- [Tarefa proposta]:
Verta para o inglês esta frase da crítica sobre o filme Spotlight: "Só que o longa do pouco conhecido Tom McCarthy evita cair nos clichês do gênero e revela-se um grande filme."

- [Trecho fornecido]:
* * *

Tuesday, January 19, 2016

"SPOTLIGHT", DE TOM MCCARTHY, ANALIZADO POR DOIS CRÍTICOS COM LEITURAS DISTINTAS

ANATOMIA DE UM MESMO CRIME REPETIDO INDEFINIDAMENTE

(por Giovannni Rizzo para OBSERVATÓRIO DO CINEMA)


Alguns filmes parecem seguir uma cartilha com recomendações bem específicas para se habilitarem aos principais prêmios do cinema americano. Spotlight: Segredos Revelados de longe parece um exemplo disso: um drama baseado em fatos reais e com uma crítica social importante atualmente. Só que o longa do pouco conhecido Tom McCarthy evita cair nos clichês do gênero e revela-se um grande filme.


Baseado na história de um grupo de jornalistas que investiga um escândalo de pedofilia na Igreja Católica em Boston, McCarthy entende perfeitamente que o tema é dramático por si só, não caindo na armadilha do sensacionalismo e sentimentalismo. Spotlight consegue extrair dramaticidade dos próprios fatos sem apelar para uma trilha sonora grandiosa ou grandes surpresas, o longa tem um compromisso com a realidade e faz desse fator sua melhor qualidade.

* * *

- [Dados de origem]:

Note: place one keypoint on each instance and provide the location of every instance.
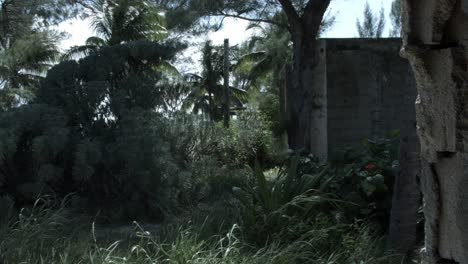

* * *

- [Resposta abaixo]:
However, the feature by the little-known Tom McCarthy avoids falling into the clichés of the genre and proves to be a great film.